**EXTRACT:**
— Begin —

Racheezy profile image
3 Replies

So, I’m listening to this song called Hurt by Johnny Cash. It’s such a beautiful song BUT....

While I was in high school, I had the BEST chemistry teacher. He was my teacher for two years since I was in advanced chemistry. I remember he would brag about us so much because we were “the smartest group of kids he’d taught.” He was the only teacher that I felt was looking at me. Not like in a bad way. But I knew he noticed me. He played guitar everyday and found out that I liked to sing so he showed me this song.

I’ve always been a melancholy kid so I fell in love with this song. I remember staying up all night trying to memorize the lyrics. We would practice everyday in the middle of the hallways, before class, in between class change. He encouraged me to keep singing. I was painfully shy and he heard my voice. But he not only encouraged my singing, he knew I was smart. I was just an underachiever. Deep down, I think he knew how much I needed some encouragement. I grew really close to him.

— End —

**RECORDED DATA:**

— Begin —

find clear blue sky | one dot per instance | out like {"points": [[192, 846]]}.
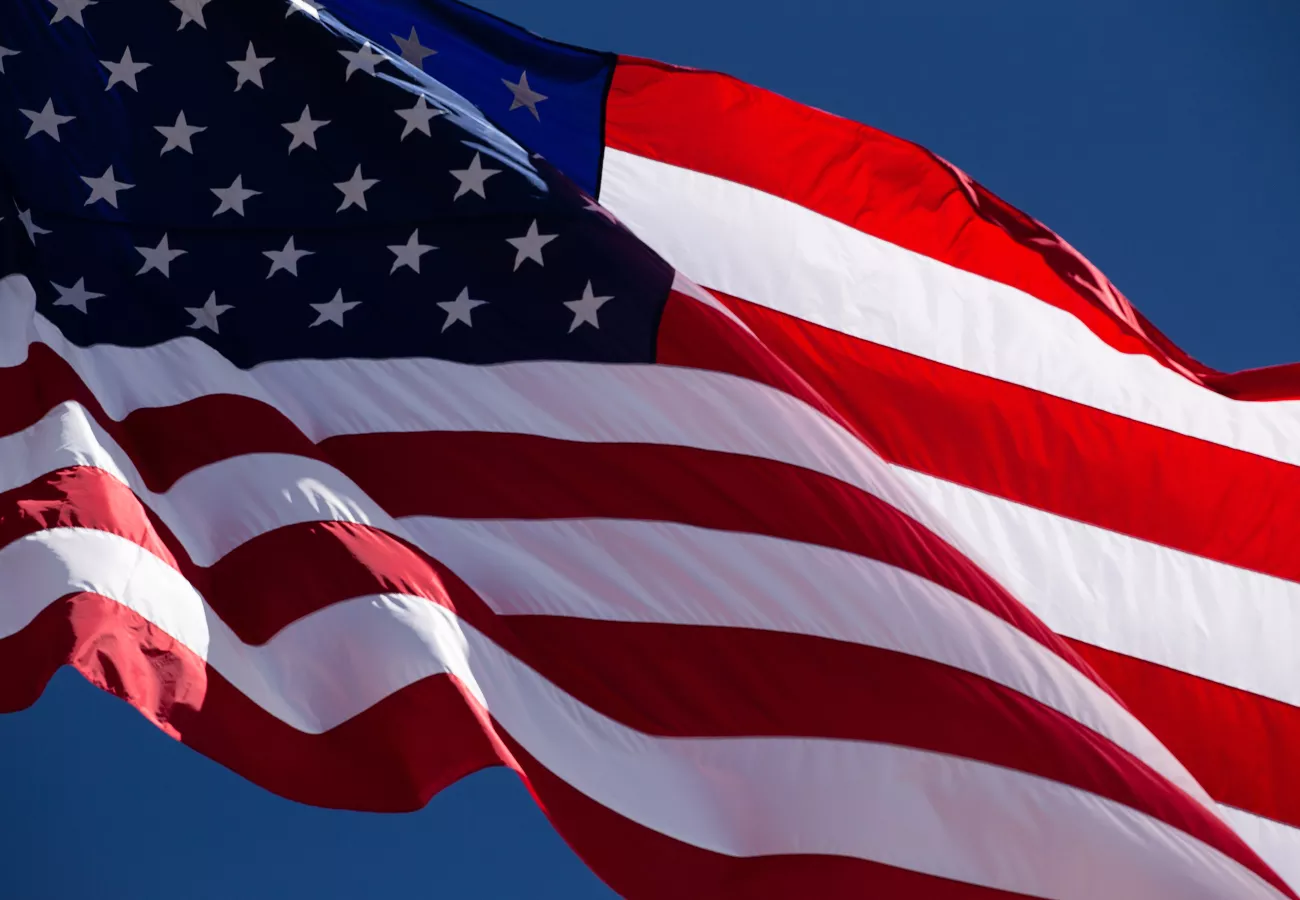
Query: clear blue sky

— End —

**EXERCISE:**
Print the passage of the post about the chemistry teacher between "I’ve always been" and "close to him.", inclusive.

**SOLUTION:**
I’ve always been a melancholy kid so I fell in love with this song. I remember staying up all night trying to memorize the lyrics. We would practice everyday in the middle of the hallways, before class, in between class change. He encouraged me to keep singing. I was painfully shy and he heard my voice. But he not only encouraged my singing, he knew I was smart. I was just an underachiever. Deep down, I think he knew how much I needed some encouragement. I grew really close to him.